WHAT YOU WILL DO: After locating the line that contains "Provide one point per instance of the ocean", restate it and each later line word for word through the end of the records.

ENTRIES SHOWN:

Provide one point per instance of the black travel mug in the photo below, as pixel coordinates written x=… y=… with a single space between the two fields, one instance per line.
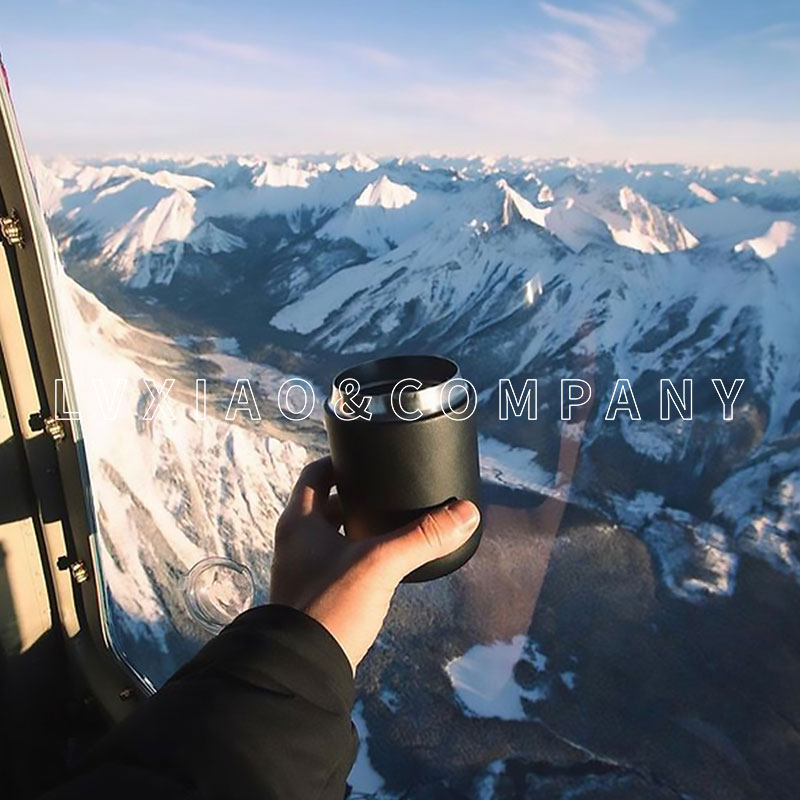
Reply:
x=418 y=449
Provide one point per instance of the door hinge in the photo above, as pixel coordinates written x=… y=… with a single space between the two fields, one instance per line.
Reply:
x=11 y=229
x=53 y=427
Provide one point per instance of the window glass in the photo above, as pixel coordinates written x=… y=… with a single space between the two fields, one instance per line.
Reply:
x=628 y=626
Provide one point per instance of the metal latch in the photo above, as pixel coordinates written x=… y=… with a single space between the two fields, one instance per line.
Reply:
x=53 y=427
x=11 y=229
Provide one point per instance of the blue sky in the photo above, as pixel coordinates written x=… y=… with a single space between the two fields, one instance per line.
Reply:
x=702 y=81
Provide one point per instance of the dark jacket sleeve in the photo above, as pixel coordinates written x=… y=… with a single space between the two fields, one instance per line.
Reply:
x=262 y=711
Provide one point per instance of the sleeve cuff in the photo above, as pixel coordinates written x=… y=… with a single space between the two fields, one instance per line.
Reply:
x=276 y=644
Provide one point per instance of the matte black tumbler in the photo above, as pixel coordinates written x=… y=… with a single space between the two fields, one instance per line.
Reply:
x=390 y=470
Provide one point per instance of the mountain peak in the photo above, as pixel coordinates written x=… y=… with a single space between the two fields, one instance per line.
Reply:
x=357 y=161
x=386 y=193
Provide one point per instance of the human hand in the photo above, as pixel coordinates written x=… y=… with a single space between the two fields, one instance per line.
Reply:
x=345 y=584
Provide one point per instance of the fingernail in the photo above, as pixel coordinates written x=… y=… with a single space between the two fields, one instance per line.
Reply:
x=465 y=514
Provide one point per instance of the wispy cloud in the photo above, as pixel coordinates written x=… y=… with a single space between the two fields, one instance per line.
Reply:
x=229 y=48
x=375 y=57
x=616 y=35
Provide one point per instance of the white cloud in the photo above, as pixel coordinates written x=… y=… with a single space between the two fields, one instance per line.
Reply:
x=616 y=35
x=228 y=48
x=376 y=57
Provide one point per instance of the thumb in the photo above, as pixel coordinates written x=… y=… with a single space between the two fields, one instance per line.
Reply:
x=435 y=534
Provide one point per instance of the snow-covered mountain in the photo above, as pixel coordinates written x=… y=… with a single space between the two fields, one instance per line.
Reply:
x=227 y=267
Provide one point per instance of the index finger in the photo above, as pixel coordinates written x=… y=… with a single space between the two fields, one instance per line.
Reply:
x=310 y=493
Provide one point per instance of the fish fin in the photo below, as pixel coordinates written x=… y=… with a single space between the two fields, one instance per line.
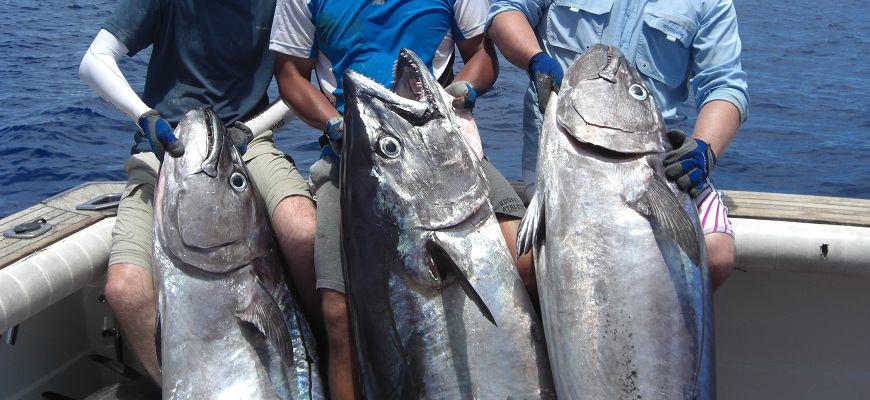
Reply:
x=158 y=341
x=116 y=366
x=264 y=313
x=445 y=263
x=664 y=207
x=55 y=396
x=531 y=229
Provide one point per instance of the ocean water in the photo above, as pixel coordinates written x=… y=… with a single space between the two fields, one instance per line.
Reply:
x=807 y=131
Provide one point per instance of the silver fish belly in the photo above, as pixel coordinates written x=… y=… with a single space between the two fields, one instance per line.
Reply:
x=228 y=325
x=620 y=257
x=437 y=306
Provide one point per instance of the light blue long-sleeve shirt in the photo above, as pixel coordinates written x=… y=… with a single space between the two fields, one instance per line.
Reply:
x=676 y=45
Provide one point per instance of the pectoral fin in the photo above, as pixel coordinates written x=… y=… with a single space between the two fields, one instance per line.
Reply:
x=445 y=264
x=264 y=312
x=664 y=208
x=531 y=231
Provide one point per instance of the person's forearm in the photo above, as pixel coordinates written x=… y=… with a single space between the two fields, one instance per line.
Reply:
x=510 y=31
x=99 y=70
x=311 y=106
x=717 y=124
x=277 y=115
x=481 y=64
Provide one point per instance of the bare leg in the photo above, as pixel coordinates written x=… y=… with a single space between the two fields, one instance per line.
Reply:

RESULT BELOW:
Provide one point per instance of the ocean water in the photo above, as pixel coordinates written x=… y=… with a single space between the two fields, one instance per line.
Reply:
x=807 y=131
Provide one point per instance of the silver fish belly in the photo above, as pixel coordinates written x=… y=… with a single space between the two fields, one instance per line.
Reply:
x=228 y=325
x=620 y=257
x=437 y=306
Provide one point per instance of the light blue long-sleeve shirt in the photo above, as pixel coordinates written x=… y=… with a single space between the two fields, one instance per line.
Reply:
x=676 y=45
Provide one point per instance of the pectoral fin in the photo above, as pixel coordinates written x=… y=… with a single space between the two fields, one instance per line.
Reply:
x=445 y=264
x=264 y=312
x=664 y=208
x=531 y=231
Provide one point per instance of the person's forearm in the photo above, as pixel coordinates written x=… y=… with a single space between the two fields, one instance per line.
Reply:
x=510 y=31
x=99 y=70
x=311 y=106
x=717 y=124
x=277 y=115
x=481 y=64
Provide one point per instance of the bare leg in the photo above, as pixel coordinates written x=… y=… with a single space between the two fields, one instance per line.
Reply:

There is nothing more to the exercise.